Return every line in the entries below that contains the string "poodle". The match is case-sensitive.
* Start *
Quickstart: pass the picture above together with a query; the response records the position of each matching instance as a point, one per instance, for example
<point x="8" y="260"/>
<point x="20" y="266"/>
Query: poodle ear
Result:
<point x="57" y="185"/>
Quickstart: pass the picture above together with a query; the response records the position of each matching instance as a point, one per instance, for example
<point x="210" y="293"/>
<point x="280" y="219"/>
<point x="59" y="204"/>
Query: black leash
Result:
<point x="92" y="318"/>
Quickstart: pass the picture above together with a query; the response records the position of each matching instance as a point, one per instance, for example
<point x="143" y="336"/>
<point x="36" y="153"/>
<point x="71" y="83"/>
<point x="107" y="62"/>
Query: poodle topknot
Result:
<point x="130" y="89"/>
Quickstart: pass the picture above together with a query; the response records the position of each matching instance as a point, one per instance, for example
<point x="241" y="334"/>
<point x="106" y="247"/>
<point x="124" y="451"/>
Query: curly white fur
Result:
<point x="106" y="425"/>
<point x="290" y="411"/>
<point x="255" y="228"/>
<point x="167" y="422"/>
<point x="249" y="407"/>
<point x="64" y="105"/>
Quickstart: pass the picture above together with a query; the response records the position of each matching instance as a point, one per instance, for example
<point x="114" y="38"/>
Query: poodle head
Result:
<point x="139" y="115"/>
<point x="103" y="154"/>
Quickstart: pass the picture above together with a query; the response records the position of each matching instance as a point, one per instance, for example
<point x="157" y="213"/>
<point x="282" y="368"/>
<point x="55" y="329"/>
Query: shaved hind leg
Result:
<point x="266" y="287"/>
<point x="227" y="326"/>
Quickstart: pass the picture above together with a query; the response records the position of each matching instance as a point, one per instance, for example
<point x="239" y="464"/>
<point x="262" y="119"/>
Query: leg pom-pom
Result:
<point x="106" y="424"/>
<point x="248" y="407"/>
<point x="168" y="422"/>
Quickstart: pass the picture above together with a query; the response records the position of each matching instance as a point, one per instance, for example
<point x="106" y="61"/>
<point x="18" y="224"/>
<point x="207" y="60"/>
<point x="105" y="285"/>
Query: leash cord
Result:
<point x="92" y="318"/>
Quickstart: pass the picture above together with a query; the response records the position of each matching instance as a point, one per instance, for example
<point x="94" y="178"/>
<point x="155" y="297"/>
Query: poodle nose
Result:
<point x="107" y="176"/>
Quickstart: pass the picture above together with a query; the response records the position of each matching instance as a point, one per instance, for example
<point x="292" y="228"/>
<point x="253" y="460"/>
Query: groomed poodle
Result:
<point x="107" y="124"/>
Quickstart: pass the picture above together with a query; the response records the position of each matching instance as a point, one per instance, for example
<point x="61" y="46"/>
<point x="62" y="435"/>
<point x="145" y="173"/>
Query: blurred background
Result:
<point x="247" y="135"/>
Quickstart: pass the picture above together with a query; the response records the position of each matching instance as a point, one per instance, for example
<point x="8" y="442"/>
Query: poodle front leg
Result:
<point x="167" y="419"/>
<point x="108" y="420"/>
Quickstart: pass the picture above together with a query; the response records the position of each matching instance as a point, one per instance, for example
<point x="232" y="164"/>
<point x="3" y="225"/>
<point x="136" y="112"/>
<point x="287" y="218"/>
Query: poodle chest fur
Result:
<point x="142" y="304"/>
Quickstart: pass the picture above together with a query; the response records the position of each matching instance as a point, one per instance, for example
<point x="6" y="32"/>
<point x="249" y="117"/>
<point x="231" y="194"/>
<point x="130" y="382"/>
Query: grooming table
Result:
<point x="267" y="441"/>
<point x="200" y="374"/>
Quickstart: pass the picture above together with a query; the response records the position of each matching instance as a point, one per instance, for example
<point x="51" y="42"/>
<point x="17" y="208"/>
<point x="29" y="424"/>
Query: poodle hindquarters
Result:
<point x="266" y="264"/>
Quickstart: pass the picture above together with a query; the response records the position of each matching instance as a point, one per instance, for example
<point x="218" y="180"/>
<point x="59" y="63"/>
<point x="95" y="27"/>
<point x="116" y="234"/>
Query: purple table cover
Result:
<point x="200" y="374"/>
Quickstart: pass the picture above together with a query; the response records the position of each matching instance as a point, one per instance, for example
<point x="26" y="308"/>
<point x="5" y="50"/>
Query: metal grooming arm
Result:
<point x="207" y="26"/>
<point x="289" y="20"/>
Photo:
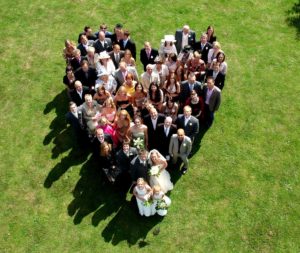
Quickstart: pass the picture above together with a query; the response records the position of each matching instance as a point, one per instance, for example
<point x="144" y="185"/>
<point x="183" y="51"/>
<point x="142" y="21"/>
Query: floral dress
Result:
<point x="144" y="206"/>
* End *
SOLUTION TO THIS EXERCISE
Query: poodle ear
Query: poodle topknot
Query: poodle head
Query: poodle nose
Query: groomed poodle
Query: poodle front leg
Query: poodle chest fur
Query: poodle hindquarters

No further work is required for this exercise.